╭──
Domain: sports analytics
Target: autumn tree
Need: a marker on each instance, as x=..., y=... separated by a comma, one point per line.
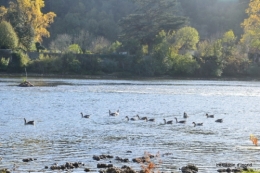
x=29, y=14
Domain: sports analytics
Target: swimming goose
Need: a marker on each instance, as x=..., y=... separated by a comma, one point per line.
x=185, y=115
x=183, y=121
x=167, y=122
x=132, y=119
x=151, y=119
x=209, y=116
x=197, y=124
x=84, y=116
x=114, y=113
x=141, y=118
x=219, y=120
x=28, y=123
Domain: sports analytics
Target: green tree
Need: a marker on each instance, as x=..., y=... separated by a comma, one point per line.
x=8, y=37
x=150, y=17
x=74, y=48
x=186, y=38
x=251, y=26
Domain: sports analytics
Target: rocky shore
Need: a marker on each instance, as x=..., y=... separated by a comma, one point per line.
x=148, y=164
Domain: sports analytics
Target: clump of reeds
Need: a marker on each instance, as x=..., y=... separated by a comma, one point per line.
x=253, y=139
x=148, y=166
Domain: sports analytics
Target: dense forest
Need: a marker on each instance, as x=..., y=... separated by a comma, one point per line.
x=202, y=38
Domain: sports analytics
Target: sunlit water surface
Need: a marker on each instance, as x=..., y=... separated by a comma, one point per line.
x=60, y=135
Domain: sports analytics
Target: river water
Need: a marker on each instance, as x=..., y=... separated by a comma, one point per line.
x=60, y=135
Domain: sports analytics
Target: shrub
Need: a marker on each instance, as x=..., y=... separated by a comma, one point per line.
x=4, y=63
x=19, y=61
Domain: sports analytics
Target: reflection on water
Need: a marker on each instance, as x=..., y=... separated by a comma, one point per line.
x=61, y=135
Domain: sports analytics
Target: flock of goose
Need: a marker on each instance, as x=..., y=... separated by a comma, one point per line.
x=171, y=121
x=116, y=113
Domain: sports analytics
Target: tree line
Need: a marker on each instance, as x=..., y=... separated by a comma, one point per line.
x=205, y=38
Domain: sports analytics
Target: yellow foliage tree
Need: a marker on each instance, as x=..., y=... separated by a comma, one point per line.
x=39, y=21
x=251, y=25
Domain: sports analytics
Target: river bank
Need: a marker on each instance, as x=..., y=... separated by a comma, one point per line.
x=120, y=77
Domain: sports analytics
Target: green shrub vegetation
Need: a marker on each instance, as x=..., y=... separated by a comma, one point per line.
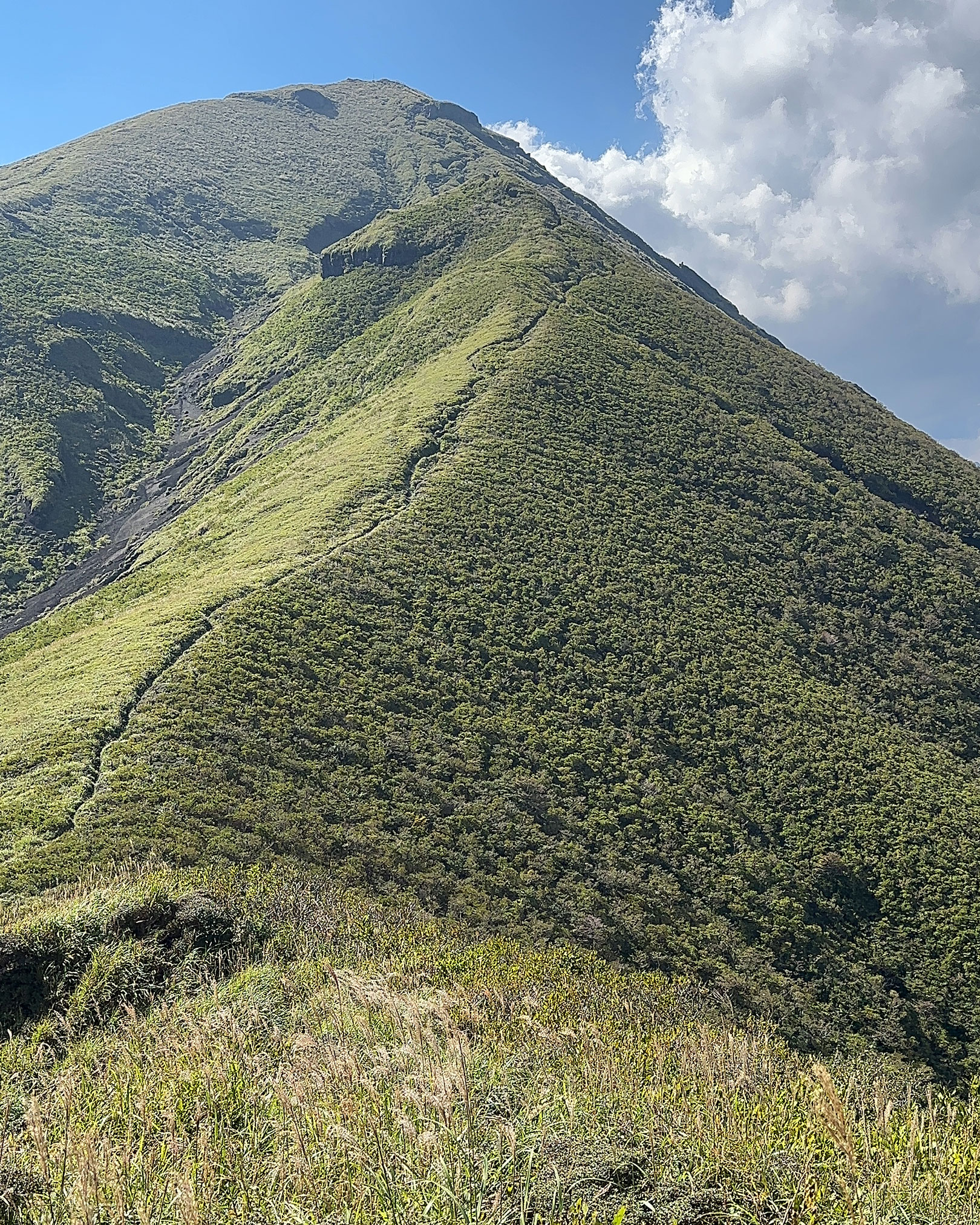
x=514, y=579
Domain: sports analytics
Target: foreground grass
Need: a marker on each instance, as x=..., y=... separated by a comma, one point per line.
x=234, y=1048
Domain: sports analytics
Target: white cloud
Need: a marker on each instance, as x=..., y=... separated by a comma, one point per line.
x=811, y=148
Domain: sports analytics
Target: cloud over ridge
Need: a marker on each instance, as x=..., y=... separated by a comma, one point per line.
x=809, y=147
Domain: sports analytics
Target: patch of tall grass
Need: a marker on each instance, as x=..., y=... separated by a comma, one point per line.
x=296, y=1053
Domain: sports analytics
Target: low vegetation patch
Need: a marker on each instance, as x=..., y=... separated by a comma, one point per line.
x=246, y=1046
╰──
╭──
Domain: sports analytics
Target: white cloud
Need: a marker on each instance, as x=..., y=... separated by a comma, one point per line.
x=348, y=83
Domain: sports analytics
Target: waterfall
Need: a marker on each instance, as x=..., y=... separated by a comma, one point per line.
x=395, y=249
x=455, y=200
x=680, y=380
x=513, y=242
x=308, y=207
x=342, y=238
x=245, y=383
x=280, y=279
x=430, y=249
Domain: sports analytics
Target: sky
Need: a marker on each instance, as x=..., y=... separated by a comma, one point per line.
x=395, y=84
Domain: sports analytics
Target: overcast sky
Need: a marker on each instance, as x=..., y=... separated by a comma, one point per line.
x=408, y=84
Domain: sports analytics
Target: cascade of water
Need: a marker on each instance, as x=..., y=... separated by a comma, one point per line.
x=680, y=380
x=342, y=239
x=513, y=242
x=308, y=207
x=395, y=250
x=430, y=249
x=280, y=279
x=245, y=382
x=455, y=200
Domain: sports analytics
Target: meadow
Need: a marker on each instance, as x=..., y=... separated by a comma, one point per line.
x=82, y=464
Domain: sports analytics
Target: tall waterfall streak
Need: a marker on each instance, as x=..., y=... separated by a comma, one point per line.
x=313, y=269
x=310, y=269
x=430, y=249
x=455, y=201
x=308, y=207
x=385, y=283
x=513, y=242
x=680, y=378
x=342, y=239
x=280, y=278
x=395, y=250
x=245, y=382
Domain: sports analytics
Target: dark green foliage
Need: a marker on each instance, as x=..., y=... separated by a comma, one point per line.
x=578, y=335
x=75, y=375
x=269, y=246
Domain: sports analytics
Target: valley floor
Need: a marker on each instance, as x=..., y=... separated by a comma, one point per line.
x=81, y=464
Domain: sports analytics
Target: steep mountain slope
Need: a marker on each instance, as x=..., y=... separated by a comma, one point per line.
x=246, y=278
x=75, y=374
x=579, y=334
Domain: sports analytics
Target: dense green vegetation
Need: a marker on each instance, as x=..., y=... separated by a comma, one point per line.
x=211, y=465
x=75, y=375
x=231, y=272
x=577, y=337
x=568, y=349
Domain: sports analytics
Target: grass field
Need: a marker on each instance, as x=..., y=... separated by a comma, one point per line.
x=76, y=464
╰──
╭──
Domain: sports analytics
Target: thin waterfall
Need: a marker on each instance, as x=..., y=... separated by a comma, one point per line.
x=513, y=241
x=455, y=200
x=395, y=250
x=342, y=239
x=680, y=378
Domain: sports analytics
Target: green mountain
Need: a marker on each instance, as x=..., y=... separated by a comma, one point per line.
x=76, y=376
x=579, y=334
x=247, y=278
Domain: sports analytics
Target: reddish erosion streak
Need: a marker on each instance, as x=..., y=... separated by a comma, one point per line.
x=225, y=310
╰──
:: CHALLENGE ::
List each line of the records above that contains the string "goose", copying it in full; matching is case-sensitive.

:: EXERCISE RESPONSE ::
Target: swimming goose
Target: flock of goose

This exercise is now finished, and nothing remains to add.